• [What you have to do]
Only the lines from the one bearing "Provide one point per instance of the white cloud, each" to the final line should be transcribed, exactly and with both ends included. Pictures are to be left out.

┌──

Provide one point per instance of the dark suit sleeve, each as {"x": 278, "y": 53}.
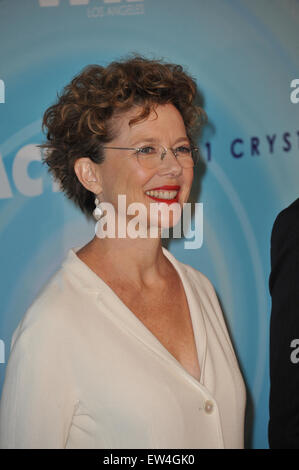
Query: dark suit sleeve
{"x": 284, "y": 327}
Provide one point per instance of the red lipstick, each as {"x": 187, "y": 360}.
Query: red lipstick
{"x": 165, "y": 188}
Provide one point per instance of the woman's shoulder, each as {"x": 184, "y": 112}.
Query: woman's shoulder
{"x": 201, "y": 280}
{"x": 56, "y": 307}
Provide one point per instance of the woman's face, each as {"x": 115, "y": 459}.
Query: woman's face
{"x": 121, "y": 173}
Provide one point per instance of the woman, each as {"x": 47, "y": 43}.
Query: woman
{"x": 125, "y": 347}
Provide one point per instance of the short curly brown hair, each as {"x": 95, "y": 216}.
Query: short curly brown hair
{"x": 79, "y": 123}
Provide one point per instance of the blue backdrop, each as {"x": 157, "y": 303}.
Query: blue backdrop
{"x": 244, "y": 55}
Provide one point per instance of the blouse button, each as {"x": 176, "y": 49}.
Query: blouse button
{"x": 209, "y": 406}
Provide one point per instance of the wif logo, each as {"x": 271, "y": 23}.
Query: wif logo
{"x": 2, "y": 92}
{"x": 55, "y": 3}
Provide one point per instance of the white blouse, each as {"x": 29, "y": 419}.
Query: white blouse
{"x": 85, "y": 372}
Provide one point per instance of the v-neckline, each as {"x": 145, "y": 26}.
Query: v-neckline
{"x": 140, "y": 330}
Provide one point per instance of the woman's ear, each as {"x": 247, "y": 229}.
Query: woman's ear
{"x": 88, "y": 173}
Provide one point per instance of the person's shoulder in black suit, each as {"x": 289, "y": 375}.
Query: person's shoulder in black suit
{"x": 284, "y": 328}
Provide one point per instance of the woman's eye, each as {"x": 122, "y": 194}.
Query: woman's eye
{"x": 183, "y": 149}
{"x": 147, "y": 150}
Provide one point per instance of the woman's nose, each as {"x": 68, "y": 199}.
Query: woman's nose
{"x": 169, "y": 162}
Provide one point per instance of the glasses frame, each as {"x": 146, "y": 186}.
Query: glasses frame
{"x": 138, "y": 149}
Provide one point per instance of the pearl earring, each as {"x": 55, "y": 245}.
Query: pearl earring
{"x": 98, "y": 212}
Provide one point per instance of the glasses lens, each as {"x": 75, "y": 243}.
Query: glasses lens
{"x": 152, "y": 156}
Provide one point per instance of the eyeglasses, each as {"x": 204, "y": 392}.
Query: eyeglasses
{"x": 151, "y": 156}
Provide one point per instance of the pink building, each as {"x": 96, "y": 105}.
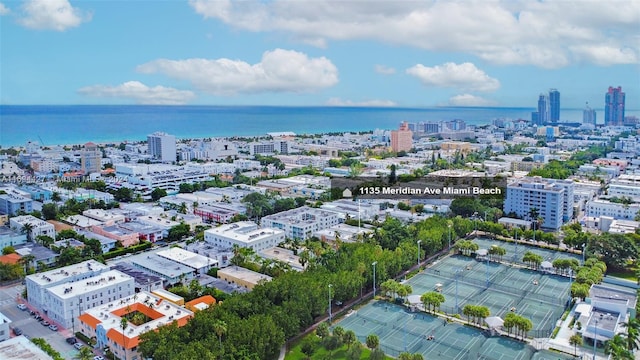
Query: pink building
{"x": 115, "y": 232}
{"x": 402, "y": 139}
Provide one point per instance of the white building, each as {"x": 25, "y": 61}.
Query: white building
{"x": 64, "y": 302}
{"x": 244, "y": 234}
{"x": 38, "y": 284}
{"x": 162, "y": 146}
{"x": 302, "y": 222}
{"x": 625, "y": 186}
{"x": 103, "y": 322}
{"x": 199, "y": 263}
{"x": 599, "y": 208}
{"x": 544, "y": 195}
{"x": 38, "y": 227}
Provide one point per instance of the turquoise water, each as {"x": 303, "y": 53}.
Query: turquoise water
{"x": 78, "y": 124}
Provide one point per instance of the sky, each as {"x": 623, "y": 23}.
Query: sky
{"x": 317, "y": 52}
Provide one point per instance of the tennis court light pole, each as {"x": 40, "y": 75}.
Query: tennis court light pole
{"x": 374, "y": 278}
{"x": 595, "y": 340}
{"x": 330, "y": 303}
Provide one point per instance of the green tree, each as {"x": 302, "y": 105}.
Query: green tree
{"x": 575, "y": 340}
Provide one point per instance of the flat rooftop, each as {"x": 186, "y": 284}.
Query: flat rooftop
{"x": 76, "y": 288}
{"x": 159, "y": 265}
{"x": 57, "y": 275}
{"x": 187, "y": 258}
{"x": 243, "y": 274}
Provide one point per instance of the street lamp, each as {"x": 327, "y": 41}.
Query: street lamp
{"x": 374, "y": 278}
{"x": 330, "y": 303}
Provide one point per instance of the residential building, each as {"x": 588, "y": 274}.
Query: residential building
{"x": 243, "y": 277}
{"x": 103, "y": 322}
{"x": 15, "y": 205}
{"x": 402, "y": 139}
{"x": 199, "y": 263}
{"x": 536, "y": 193}
{"x": 37, "y": 227}
{"x": 614, "y": 103}
{"x": 38, "y": 284}
{"x": 11, "y": 237}
{"x": 626, "y": 185}
{"x": 64, "y": 302}
{"x": 302, "y": 222}
{"x": 589, "y": 116}
{"x": 171, "y": 271}
{"x": 91, "y": 158}
{"x": 246, "y": 234}
{"x": 554, "y": 105}
{"x": 162, "y": 146}
{"x": 599, "y": 208}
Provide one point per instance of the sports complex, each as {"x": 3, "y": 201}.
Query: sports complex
{"x": 503, "y": 287}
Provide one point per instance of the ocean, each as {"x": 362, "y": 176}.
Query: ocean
{"x": 55, "y": 125}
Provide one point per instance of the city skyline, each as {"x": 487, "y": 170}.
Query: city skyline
{"x": 405, "y": 54}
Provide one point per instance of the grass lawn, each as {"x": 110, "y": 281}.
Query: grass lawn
{"x": 321, "y": 353}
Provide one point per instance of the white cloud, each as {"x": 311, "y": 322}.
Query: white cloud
{"x": 385, "y": 70}
{"x": 278, "y": 71}
{"x": 371, "y": 103}
{"x": 465, "y": 76}
{"x": 4, "y": 10}
{"x": 140, "y": 93}
{"x": 470, "y": 100}
{"x": 56, "y": 15}
{"x": 547, "y": 34}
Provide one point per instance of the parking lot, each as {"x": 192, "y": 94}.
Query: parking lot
{"x": 30, "y": 327}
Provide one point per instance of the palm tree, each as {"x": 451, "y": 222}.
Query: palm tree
{"x": 633, "y": 333}
{"x": 123, "y": 325}
{"x": 220, "y": 328}
{"x": 575, "y": 340}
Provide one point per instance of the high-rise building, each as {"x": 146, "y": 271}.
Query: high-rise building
{"x": 543, "y": 109}
{"x": 554, "y": 105}
{"x": 589, "y": 115}
{"x": 162, "y": 146}
{"x": 91, "y": 158}
{"x": 614, "y": 107}
{"x": 402, "y": 139}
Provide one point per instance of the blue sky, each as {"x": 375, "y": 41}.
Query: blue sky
{"x": 316, "y": 52}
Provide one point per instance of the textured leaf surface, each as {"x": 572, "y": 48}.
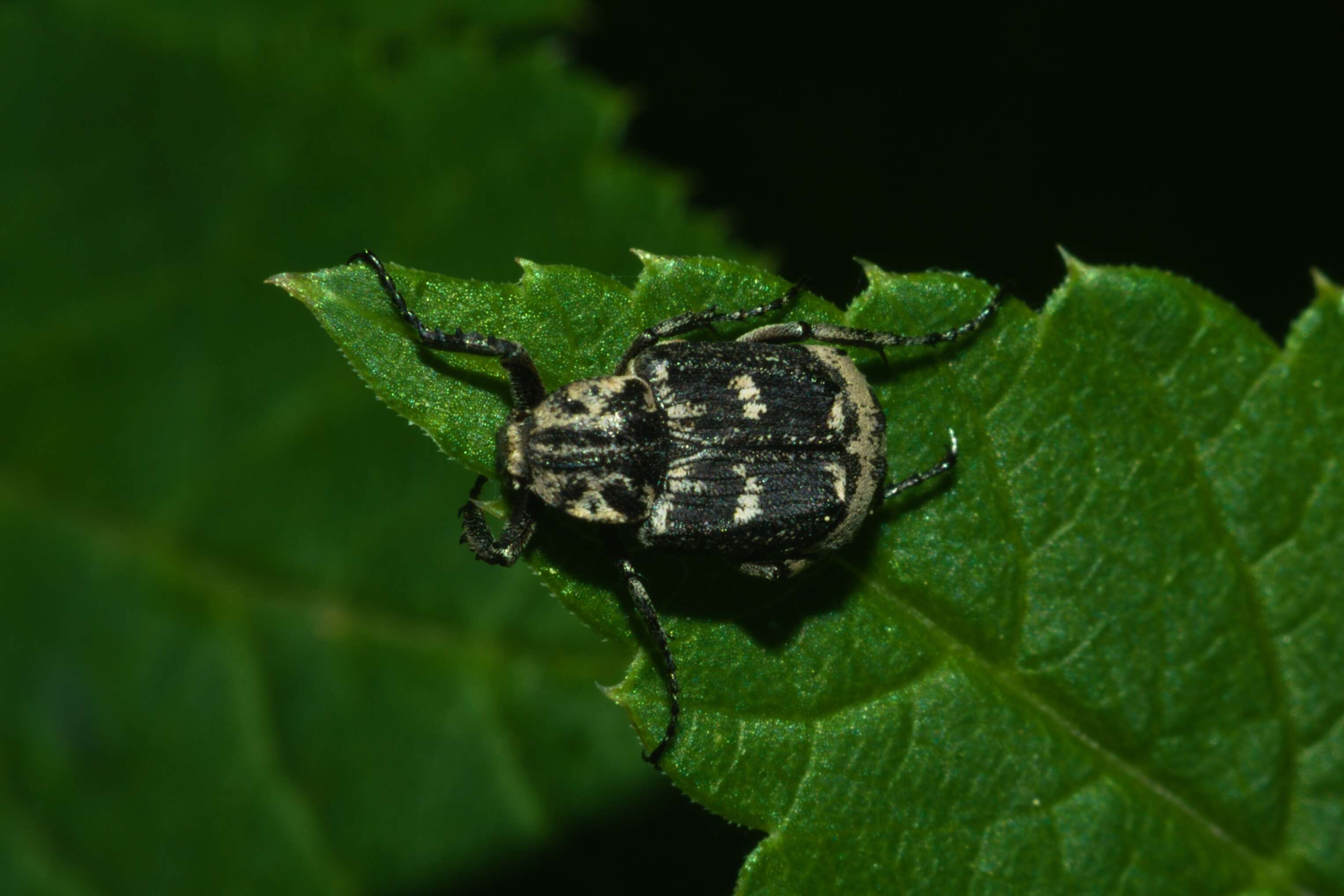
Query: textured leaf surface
{"x": 241, "y": 649}
{"x": 1104, "y": 657}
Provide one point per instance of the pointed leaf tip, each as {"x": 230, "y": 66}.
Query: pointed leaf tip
{"x": 1074, "y": 265}
{"x": 1324, "y": 284}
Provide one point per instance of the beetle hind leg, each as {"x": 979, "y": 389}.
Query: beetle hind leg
{"x": 476, "y": 534}
{"x": 640, "y": 598}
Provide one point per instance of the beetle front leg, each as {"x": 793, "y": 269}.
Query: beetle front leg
{"x": 525, "y": 382}
{"x": 640, "y": 598}
{"x": 800, "y": 331}
{"x": 476, "y": 534}
{"x": 698, "y": 320}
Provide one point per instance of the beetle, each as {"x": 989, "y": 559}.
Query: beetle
{"x": 762, "y": 450}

└──

• [The solution]
Provide one point per instance of the white cloud, each as {"x": 311, "y": 322}.
Query: white cloud
{"x": 385, "y": 70}
{"x": 278, "y": 71}
{"x": 371, "y": 103}
{"x": 465, "y": 76}
{"x": 4, "y": 10}
{"x": 140, "y": 93}
{"x": 470, "y": 100}
{"x": 56, "y": 15}
{"x": 547, "y": 34}
Provide one point per instance of the parking lot, each as {"x": 192, "y": 94}.
Query: parking lot
{"x": 30, "y": 327}
Provide one point per instance of the palm tree, each as {"x": 451, "y": 222}.
Query: palm tree
{"x": 633, "y": 333}
{"x": 123, "y": 325}
{"x": 220, "y": 328}
{"x": 575, "y": 340}
Provide one point per instance of the high-rise building, each as {"x": 146, "y": 271}.
Query: high-rise building
{"x": 543, "y": 109}
{"x": 554, "y": 105}
{"x": 589, "y": 115}
{"x": 162, "y": 146}
{"x": 91, "y": 158}
{"x": 614, "y": 107}
{"x": 402, "y": 139}
Provide one point per instance of the blue sky, each as {"x": 375, "y": 41}.
Query: blue sky
{"x": 316, "y": 52}
Provide one point per instance of the textured leaf surface, each as {"x": 572, "y": 48}.
Query: textured leaf surface
{"x": 241, "y": 649}
{"x": 1104, "y": 657}
Provide one point per instance of the pointed leaf tip, each as {"x": 230, "y": 66}.
Query: pointed leaf tip
{"x": 1074, "y": 265}
{"x": 1324, "y": 284}
Provide one point per instance of the beetle hind leg, each as {"x": 979, "y": 389}.
Query: beetle hind leg
{"x": 476, "y": 534}
{"x": 640, "y": 598}
Provide one point per instance of the beetle front leg, each as {"x": 793, "y": 269}.
Query: beetle front leg
{"x": 525, "y": 382}
{"x": 640, "y": 598}
{"x": 800, "y": 331}
{"x": 476, "y": 534}
{"x": 698, "y": 320}
Provide one point per instance of the beetle, each as {"x": 989, "y": 559}.
Query: beetle
{"x": 762, "y": 450}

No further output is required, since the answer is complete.